* [Tarefa solicitada A] Cite sem alterações a parte do trecho sobre Rui Barbosa começando em "Trata-se de uma" e terminando em "teve um juiz.".

************

A 5 de novembro de 1849, à Rua dos Capitães na Freguesia da Sé, nasceu Rui Barbosa, na cidade do Salvador. Advogado, jornalista, jurista, político, diplomata, ensaísta e orador, essa figura extraordinária marcou a história do Brasil com o seu brilhantismo.
Alejandro Carriles nos lembra que é aniversário de Rui e sugere, para
comemorar a data, a publicação do texto abaixo que, como quase tudo que o
mestre produziu, continua tão atual hoje quanto nos dias em que foi escrito.
Trata-se de uma das melhores e menos conhecidas páginas de Rui Barbosa,
onde ele examina, à luz do Direito Hebraico e do Direito Romano, o processo de
Jesus.
O JUSTO E A JUSTIÇA POLÍTICA
Para os que vivemos a pregar à república o culto da justiça como o
supremo elemento preservativo do regímen, a história da paixão, que hoje se
consuma, é como que a interferência do testemunho de Deus no nosso curso de
educação constitucional. O quadro da ruína moral daquele mundo parece
condensar-se no espetáculo da sua justiça, degenerada, invadida pela política,
joguete da multidão, escrava de César. Por seis julgamentos passou Cristo, três
às mãos do dos judeus, três às dos romanos, e em nenhum teve um juiz.
Aos olhos dos seus julgadores, refulgiu sucessivamente a inocência
divina, e nenhum ousou estender-lhe a proteção da toga. Não há tribunais, que
bastem, para abrigar o direito, quando o dever se ausenta da consciência dos
magistrados.
Grande era, entretanto, nas tradições hebraicas, a noção da divindade do
papel da magistratura. Ensinavam elas que uma sentença contrária à verdade
afastava do seio de Israel a presença do Senhor, mas que, sentenciando com
inteireza, quando fosse apenas por uma hora, obrava o juiz como se criasse o
universo, porquanto era na função de julgar que tinha a sua habitação entre os
israelitas a majestade divina.
Tampouco valem, porém, leis e livros sagrados, quando o homem lhes perde
o sentimento, que exatamente no processo do justo por excelência, daquele em
cuja memória todas as gerações até hoje adoram por excelência o justo, não
houve no código de Israel norma, que escapasse à prevaricação dos seus
magistrados.

************

* [Tarefa solicitada B] Reproduza sem alterações somente as linhas das entradas abaixo, começando na linha que contém "query | spot the belt" e terminando na última linha das entradas.

************

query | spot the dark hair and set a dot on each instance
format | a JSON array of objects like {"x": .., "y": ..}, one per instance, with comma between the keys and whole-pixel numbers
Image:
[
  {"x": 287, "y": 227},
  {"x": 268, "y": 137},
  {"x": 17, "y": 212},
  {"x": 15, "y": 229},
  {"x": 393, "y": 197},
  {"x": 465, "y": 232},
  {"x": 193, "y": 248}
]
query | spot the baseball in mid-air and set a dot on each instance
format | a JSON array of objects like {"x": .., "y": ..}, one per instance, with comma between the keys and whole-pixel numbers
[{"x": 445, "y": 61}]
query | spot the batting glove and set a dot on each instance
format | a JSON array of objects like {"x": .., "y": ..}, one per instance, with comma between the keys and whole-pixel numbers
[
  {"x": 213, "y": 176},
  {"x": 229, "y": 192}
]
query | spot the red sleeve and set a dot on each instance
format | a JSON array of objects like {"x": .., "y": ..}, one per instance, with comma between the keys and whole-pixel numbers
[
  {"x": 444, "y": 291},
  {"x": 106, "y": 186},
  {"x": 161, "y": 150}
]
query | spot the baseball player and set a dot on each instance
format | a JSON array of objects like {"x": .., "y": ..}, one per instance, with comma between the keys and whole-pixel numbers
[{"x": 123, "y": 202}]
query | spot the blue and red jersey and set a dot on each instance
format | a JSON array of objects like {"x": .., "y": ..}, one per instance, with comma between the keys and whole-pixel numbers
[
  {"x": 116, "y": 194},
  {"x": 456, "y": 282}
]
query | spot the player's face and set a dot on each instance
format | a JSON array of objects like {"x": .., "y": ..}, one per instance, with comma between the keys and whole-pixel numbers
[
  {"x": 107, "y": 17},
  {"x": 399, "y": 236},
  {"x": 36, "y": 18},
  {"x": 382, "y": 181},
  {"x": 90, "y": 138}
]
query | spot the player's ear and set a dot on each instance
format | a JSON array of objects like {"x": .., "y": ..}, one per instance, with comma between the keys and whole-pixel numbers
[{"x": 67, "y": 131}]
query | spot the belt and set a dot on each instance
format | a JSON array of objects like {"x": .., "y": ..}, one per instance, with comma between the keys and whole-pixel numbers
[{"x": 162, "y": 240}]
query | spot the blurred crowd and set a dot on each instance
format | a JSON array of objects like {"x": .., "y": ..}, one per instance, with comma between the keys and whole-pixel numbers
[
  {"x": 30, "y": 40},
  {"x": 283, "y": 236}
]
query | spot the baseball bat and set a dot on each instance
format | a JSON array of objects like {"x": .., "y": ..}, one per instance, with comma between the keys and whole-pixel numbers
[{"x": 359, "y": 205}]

************

* [Resultado esperado A]
Trata-se de uma das melhores e menos conhecidas páginas de Rui Barbosa,
onde ele examina, à luz do Direito Hebraico e do Direito Romano, o processo de
Jesus.
O JUSTO E A JUSTIÇA POLÍTICA
Para os que vivemos a pregar à república o culto da justiça como o
supremo elemento preservativo do regímen, a história da paixão, que hoje se
consuma, é como que a interferência do testemunho de Deus no nosso curso de
educação constitucional. O quadro da ruína moral daquele mundo parece
condensar-se no espetáculo da sua justiça, degenerada, invadida pela política,
joguete da multidão, escrava de César. Por seis julgamentos passou Cristo, três
às mãos do dos judeus, três às dos romanos, e em nenhum teve um juiz.

* [Resultado esperado B]
query | spot the belt and set a dot on each instance
format | a JSON array of objects like {"x": .., "y": ..}, one per instance, with comma between the keys and whole-pixel numbers
[{"x": 162, "y": 240}]
query | spot the blurred crowd and set a dot on each instance
format | a JSON array of objects like {"x": .., "y": ..}, one per instance, with comma between the keys and whole-pixel numbers
[
  {"x": 30, "y": 40},
  {"x": 283, "y": 236}
]
query | spot the baseball bat and set a dot on each instance
format | a JSON array of objects like {"x": .., "y": ..}, one per instance, with comma between the keys and whole-pixel numbers
[{"x": 359, "y": 205}]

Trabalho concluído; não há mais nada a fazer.